:: Opdracht ::
Zet de tekst over het gewone alsjeblieft voort na de laatste zin.

:: Fragment ::
Het Gewone
Het niet-spectaculaire is stiekemenderwijs adembenemend. Het gewone is ongehoord en verbazingwekkend. Het lijkt tegelijkertijd haast niet genoeg en aan de andere kant juist te veel. Dat wat er is. Dat wat zich voordoet. Dit hier, gehouden in aandacht. Teveel, omdat wat zo in aandacht gehouden wordt zo waanzinnig kleurrijk tot leven komt. Te weinig omdat al het andere verdwijnt en er geen uitwijkmogelijkheid meer is.
Wij denken. Wij tasten, tasten naar woorden en tasten naar het leven dat nog geleefd gaat worden. In de manier waarop wij tasten geven we dat wat nog geleefd gaat worden vorm.
Het leven brengt me op de meest geweldige plaatsen. Nu bijvoorbeeld zit ik op een wijnrode bank, terwijl buiten de dode planten van verleden jaar door de sneeuw breken, alsof ze dood, stijf en droog nog een tweede lente beleven, een ontwaken in een koude wereld, een wereld in negatief, aan gene zijde de spiegel doorstekend. Dat gebeurt ook. Het houdt niet op, het verscheiden, het veranderen, het herformuleren. Dat zijn de seizoens-gebonden veranderingen die plaats vinden, allemaal met hun eigen schoonheid.

:: Aangeleverd materiaal ::
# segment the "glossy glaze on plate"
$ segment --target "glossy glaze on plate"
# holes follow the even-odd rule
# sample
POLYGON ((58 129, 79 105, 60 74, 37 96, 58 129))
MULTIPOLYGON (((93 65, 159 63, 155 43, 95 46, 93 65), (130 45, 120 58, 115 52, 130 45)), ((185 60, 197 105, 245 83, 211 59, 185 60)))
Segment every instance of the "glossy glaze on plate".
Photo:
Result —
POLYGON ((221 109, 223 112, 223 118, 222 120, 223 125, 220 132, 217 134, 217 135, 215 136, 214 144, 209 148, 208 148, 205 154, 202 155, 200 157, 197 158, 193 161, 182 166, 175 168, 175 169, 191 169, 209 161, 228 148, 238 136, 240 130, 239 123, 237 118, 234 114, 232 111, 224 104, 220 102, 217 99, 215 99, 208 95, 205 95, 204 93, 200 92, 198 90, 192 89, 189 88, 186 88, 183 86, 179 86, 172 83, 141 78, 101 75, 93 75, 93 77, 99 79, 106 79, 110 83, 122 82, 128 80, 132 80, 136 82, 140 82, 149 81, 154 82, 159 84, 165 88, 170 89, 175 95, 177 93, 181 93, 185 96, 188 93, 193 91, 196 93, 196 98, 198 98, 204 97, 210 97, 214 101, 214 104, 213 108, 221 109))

:: Uitwerking ::
De grote verandering is: hoe zijn wij daarbij. Kunnen wij onszelf laten baden in het grotere en wijdere moment of zijn wij klein en wederdienende, op scheve schaats in onszelf klemgereden, geloochenstraft, verkleind tot wat we denken te zijn, door de verkeerde kant van de verrekijker naar onszelf kijkend. Al die eigenschappen die we ons toedichten, terwijl wij vogels zijn die onszelf meerdere malen doorvliegen, nu eens zus, dan weer zo, dan weer ondersteboven, met één vleugel op de rug, zonder vleugels. Wij stuntvliegen schaterlachend door de ruimte en tegelijkertijd zijn wij doodernstig over dat wat zo sterfelijk aanwezig achterblijft om als bewijsmateriaal te dienen voor de zogenaamde onmogelijkheid de vrijheid van het moment te leven.
Nina stapt binnen met rode wangen. Wij spelen wat met woorden, stoeien wat. Dan kruipt ze onder het dekbed op de rode bank met de kracht van het nu in haar handen.